[begin GIVEN DATA]
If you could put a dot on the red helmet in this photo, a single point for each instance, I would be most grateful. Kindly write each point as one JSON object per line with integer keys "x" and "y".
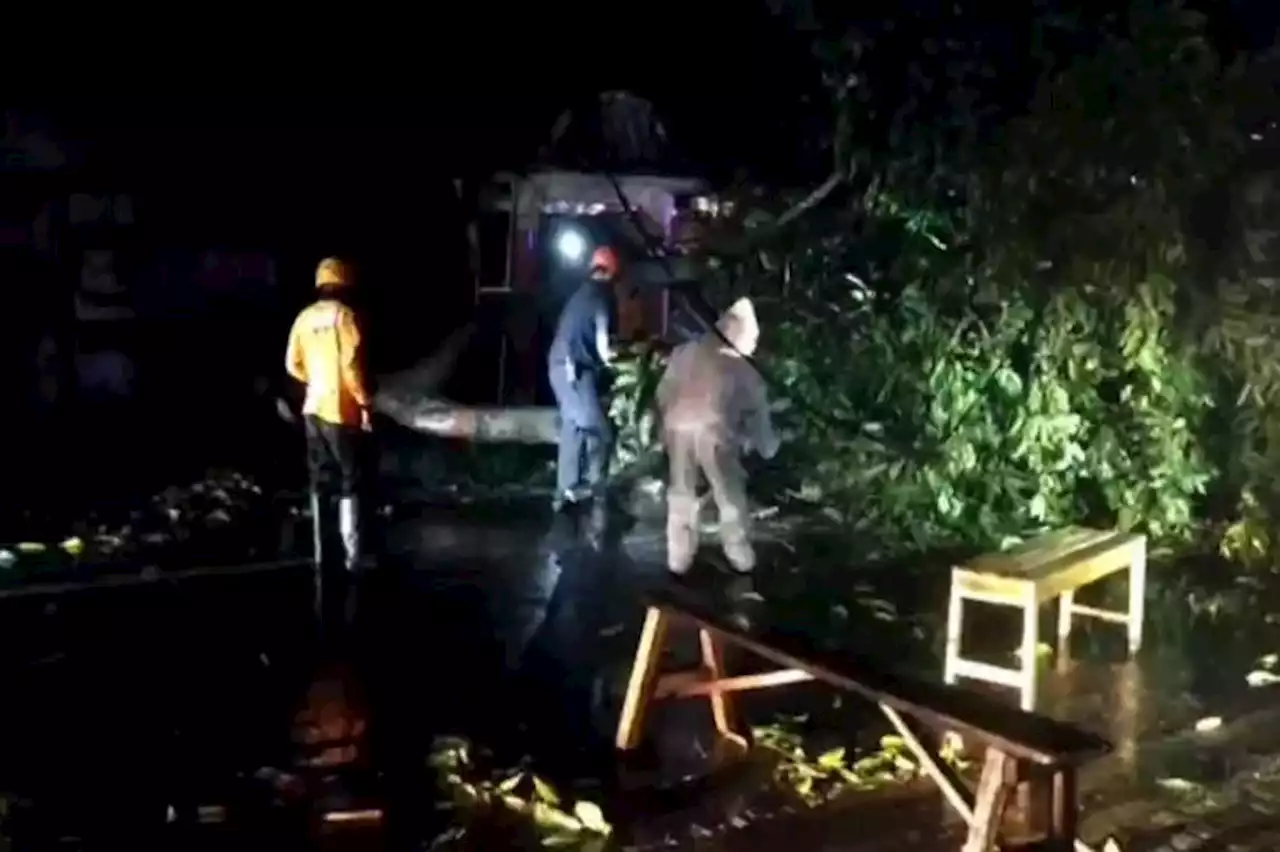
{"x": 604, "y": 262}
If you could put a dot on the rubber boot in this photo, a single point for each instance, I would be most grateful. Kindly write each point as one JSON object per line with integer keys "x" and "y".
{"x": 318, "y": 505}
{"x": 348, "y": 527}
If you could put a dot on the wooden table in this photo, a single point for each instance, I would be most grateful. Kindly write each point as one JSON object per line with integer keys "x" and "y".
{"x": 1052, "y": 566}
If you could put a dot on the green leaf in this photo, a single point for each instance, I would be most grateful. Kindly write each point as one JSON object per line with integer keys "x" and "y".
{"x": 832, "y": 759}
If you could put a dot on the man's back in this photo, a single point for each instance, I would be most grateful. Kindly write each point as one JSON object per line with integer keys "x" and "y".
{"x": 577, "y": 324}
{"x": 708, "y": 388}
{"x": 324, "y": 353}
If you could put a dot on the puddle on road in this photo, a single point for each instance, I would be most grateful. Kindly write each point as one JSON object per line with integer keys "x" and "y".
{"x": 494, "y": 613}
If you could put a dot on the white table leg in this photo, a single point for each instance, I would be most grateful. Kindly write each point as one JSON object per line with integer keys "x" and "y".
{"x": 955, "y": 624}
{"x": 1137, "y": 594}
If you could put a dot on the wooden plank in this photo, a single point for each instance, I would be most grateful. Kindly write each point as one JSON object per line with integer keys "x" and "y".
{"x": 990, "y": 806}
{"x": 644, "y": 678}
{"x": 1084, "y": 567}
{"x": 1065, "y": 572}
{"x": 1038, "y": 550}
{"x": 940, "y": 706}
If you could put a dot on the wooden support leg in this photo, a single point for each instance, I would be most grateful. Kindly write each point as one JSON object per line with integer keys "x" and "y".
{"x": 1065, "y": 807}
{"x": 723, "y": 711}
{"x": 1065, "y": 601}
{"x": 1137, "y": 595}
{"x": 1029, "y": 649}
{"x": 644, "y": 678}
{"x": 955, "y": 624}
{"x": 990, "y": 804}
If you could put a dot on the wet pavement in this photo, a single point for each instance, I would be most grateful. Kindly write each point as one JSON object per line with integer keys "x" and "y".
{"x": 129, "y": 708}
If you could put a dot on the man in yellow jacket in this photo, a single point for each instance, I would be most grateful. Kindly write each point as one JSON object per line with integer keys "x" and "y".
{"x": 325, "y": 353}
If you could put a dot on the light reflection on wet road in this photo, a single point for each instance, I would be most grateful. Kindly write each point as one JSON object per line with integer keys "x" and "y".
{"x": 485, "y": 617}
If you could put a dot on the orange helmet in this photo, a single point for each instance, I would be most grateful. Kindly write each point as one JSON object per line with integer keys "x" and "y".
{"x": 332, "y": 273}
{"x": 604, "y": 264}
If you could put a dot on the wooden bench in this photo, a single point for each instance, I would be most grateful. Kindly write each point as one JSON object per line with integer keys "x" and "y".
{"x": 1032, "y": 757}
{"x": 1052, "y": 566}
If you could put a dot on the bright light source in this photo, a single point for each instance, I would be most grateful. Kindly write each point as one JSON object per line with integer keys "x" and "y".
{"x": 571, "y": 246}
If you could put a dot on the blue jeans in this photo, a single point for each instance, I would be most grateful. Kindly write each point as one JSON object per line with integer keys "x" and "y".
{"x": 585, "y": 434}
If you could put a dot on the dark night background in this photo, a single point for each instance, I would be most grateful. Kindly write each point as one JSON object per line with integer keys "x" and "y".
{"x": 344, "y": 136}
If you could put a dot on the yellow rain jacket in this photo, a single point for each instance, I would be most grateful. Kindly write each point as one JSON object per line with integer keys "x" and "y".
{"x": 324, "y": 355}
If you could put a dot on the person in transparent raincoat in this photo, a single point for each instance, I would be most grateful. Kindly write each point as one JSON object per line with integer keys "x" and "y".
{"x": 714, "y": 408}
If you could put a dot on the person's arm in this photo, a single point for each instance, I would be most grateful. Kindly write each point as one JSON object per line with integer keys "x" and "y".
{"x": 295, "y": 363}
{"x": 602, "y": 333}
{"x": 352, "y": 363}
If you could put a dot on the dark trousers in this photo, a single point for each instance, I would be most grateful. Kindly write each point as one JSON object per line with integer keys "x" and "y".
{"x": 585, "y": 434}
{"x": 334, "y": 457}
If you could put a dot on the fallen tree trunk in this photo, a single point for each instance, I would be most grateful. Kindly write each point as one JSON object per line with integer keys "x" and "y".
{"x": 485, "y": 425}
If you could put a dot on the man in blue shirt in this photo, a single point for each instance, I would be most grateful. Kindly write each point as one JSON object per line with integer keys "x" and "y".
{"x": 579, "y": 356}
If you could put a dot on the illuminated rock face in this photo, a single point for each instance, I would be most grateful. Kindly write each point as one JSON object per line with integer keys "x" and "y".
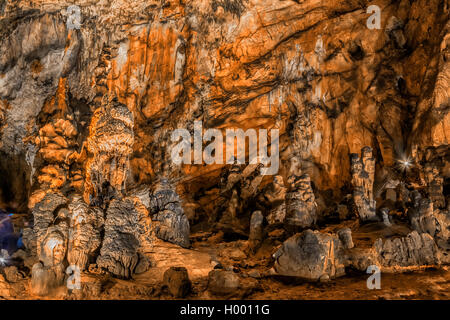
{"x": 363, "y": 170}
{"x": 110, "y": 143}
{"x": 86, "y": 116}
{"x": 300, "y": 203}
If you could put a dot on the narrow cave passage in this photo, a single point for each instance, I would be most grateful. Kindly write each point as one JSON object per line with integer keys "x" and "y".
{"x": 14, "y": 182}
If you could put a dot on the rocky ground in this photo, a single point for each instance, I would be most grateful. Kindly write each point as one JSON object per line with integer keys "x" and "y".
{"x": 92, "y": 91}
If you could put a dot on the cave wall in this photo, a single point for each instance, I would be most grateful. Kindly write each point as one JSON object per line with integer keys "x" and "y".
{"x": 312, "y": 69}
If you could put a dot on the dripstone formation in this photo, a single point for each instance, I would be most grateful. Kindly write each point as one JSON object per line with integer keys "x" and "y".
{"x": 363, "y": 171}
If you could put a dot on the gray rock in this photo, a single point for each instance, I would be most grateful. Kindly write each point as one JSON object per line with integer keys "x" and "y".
[end GIVEN DATA]
Reproduce the listing exactly. Leave its pictures out.

If you could put a dot on the red helmet in this photo, a single point for each instance, I would be most grateful. Kindly write each point as one JSON object per line with integer keys "x" and "y".
{"x": 604, "y": 262}
If you could put a dot on the rubber boot in this photo, a single point for each instance, I would be most grateful. Kindly write each point as one JSON object per line with integer keys "x" and "y".
{"x": 318, "y": 505}
{"x": 348, "y": 527}
If you could put a dot on the wooden table in this photo, a single point for each instance, I would be most grateful. Kindly write each point as one JSON object per line with integer keys "x" and "y".
{"x": 1052, "y": 566}
If you could put a dot on the green leaf in this photo, a single point for each instance, I would be most grateful. Kindly write each point as one JSON object per line with integer keys "x" and "y".
{"x": 832, "y": 759}
If you could put a dot on the man's back in this photo, a single point for each instance, I would be most grateful. Kindly write each point as one JSON object per line with integer keys "x" and "y".
{"x": 577, "y": 324}
{"x": 708, "y": 388}
{"x": 324, "y": 353}
If you could put a dot on the puddle on road in this photo, a single point for each instance, I would be most grateful. Kindly write each point as one JSON object per line with integer keys "x" and "y".
{"x": 494, "y": 613}
If you could put a dot on the white table leg in this photo, a single point for each instance, I would be most grateful. Kindly write each point as one JSON object per line with integer keys "x" and "y".
{"x": 955, "y": 624}
{"x": 1137, "y": 594}
If you could put a dot on the wooden plank in this photo, a single point for each instance, I would be most grateful. Kindly write each point as one JSON object per line with integer keys "x" and "y".
{"x": 990, "y": 806}
{"x": 644, "y": 678}
{"x": 1084, "y": 567}
{"x": 1065, "y": 572}
{"x": 1038, "y": 550}
{"x": 940, "y": 706}
If you could put a dot on the wooden support leg in this photo, a single point for each instance, I would be most grateful. Kindly write each point as one JSON object per line with integer keys "x" and "y".
{"x": 1065, "y": 807}
{"x": 723, "y": 711}
{"x": 1065, "y": 601}
{"x": 1137, "y": 595}
{"x": 1029, "y": 649}
{"x": 644, "y": 678}
{"x": 955, "y": 624}
{"x": 990, "y": 804}
If you could put a dot on the wet pavement in this photo, a single point for each instance, I would be most grateful. Kindly write each point as one JSON object per line with integer keys "x" and "y".
{"x": 129, "y": 708}
If you could put a dot on the man in yellow jacket in this photo, a single point for each instance, I would be most grateful. Kindly write each point as one JSON object per line with integer keys "x" and "y".
{"x": 325, "y": 353}
If you could put a dot on the light reflection on wet road in this photo, a single point for each instance, I would be most grateful. Kindly write each point as one JSON object per line with integer keys "x" and "y".
{"x": 485, "y": 617}
If you could put a dot on the orange helmet in this photo, a single point for each instance, I would be most grateful. Kindly write each point as one JSON object per line with integer keys "x" and "y".
{"x": 332, "y": 273}
{"x": 604, "y": 264}
If you could put a dot on the wooden bench in this photo, a single point for each instance, I would be most grateful. Kindly write each point as one JSON object per line with integer keys "x" and "y".
{"x": 1032, "y": 757}
{"x": 1052, "y": 566}
If you could put a dot on the bright light source in this photo, a single point for each instance, I would be most grateful. Kindly write each point as one JSON object per line with integer keys "x" and "y".
{"x": 571, "y": 246}
If you could put a dot on the blue jeans in this photo, a single point for each instance, I would be most grateful. Kindly write each point as one JSON object per line with integer keys "x" and "y".
{"x": 585, "y": 434}
If you could put a dot on the dark night background in this photo, a single point for each instance, I would be most grateful. Kindly write each point as one JSON object per line with integer keys "x" and "y".
{"x": 344, "y": 136}
If you could put a dot on the yellow rain jacket in this photo, a single point for each instance, I would be most grateful. Kindly write each point as one JSON object per line with integer keys "x" and "y".
{"x": 324, "y": 355}
If you could put a dot on the person in transparent raincoat in this photo, a single point for each instance, I would be most grateful. Kindly write each point as one JSON object per line with integer keys "x" and "y".
{"x": 714, "y": 408}
If you could put a dot on the person's arm in this photo, a single point for each instance, I would be most grateful. Kindly write each point as one JSON object per line with integer keys "x" and "y".
{"x": 295, "y": 363}
{"x": 602, "y": 333}
{"x": 352, "y": 363}
If you could put a dot on the dark trousers in this photo, a single point for each instance, I would be most grateful. Kindly write each point as one JSON object per line with integer keys "x" and "y".
{"x": 585, "y": 434}
{"x": 334, "y": 457}
If you could put a dot on the fallen tree trunk in this photo, a single point for each instance, I would be most grateful. Kindly write each point as one JSON object per line with integer keys "x" and "y".
{"x": 485, "y": 425}
If you could put a dot on the man in blue shirt in this photo, a single point for each instance, I would be most grateful. Kindly write each point as one JSON object per line with integer keys "x" and "y".
{"x": 579, "y": 356}
If you could put a dot on the illuminated rock face in this photo, a single point for each instance, I would be most grateful. Kindly write each point as one JSON object per line with integer keys "x" and "y".
{"x": 363, "y": 170}
{"x": 110, "y": 143}
{"x": 86, "y": 116}
{"x": 300, "y": 203}
If you could put a dot on the narrow cave passage in this photo, a single point for each instance, I would be most grateful. Kindly write each point as one JSON object per line with integer keys "x" and "y".
{"x": 14, "y": 182}
If you could put a dot on the rocky ground in this photo, a single point for each instance, I would be most grateful. Kindly write each point as one JSON object per line with integer keys "x" and "y".
{"x": 92, "y": 91}
If you could put a dot on the cave wall in this photo, a single point for each instance, I would be most grateful. Kindly write each point as one JSON object per line with integer keys "x" and "y".
{"x": 312, "y": 69}
If you could put a dot on the dripstone formation in this photo, a single point for each instance, I would be most grateful. Kindly write each point as one JSON object per line with integer keys "x" and "y".
{"x": 363, "y": 171}
If you could put a dot on the gray rock in this photo, a single point for each instance, I would be most grateful. Kindly write each point as one JSON object per line with integer keys "x" and "y".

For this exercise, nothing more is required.